Quoted Values and Tokenization


The lexer transforms raw user input into semantic tokens before parsing starts. Understanding this lexical layer is essential when values include spaces, punctuation, or apostrophes.

If a value must remain one atomic unit across spaces or significant punctuation, quote it.

Token categories

A compliant lexer distinguishes four functional categories:

  • WORD for ordinary non-whitespace sequences that do not hit a recognized delimiter.
  • STRING for values enclosed in single quotes.
  • DELIMITER for recognized punctuation and operator tokens.
  • EOF for the synthetic end-of-input marker appended by the lexer.

Whitespace rules

Whitespace separates tokens, but it has no standalone semantic meaning outside quoted strings. Spaces, tabs, and newlines matter only insofar as they influence token boundaries.

Inside a quoted string, whitespace is preserved as part of the semantic value.

Quoted values

A quoted value is written with single quotes. The outer quotes are not part of the bound semantic value.

DATA SEGMENT:
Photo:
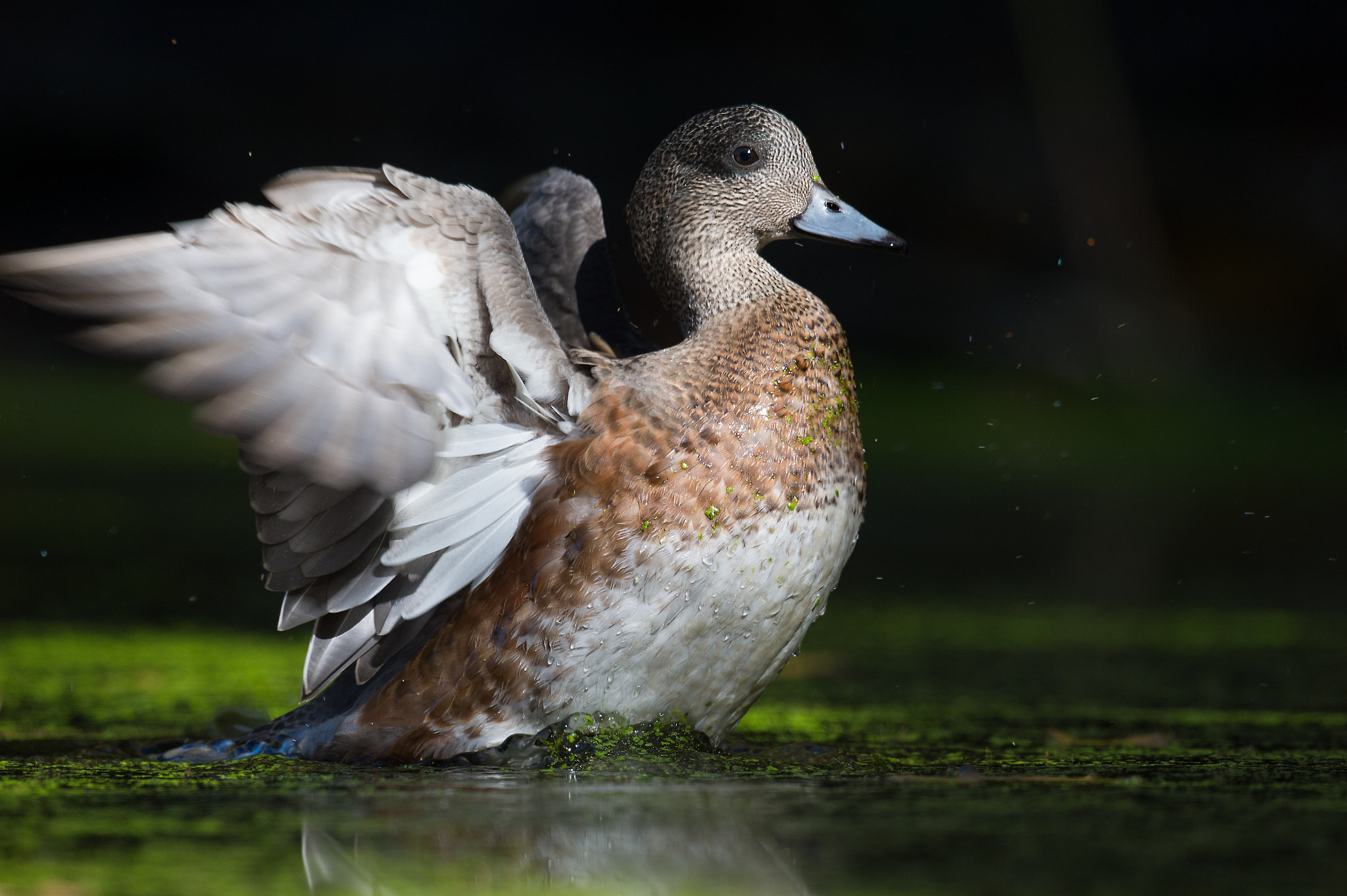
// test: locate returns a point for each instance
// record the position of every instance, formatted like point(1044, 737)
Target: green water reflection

WORK TO DO:
Name every token category that the text on quoted values and tokenization above lists for a compliant lexer.

CORRECT RESPONSE:
WORD, STRING, DELIMITER, EOF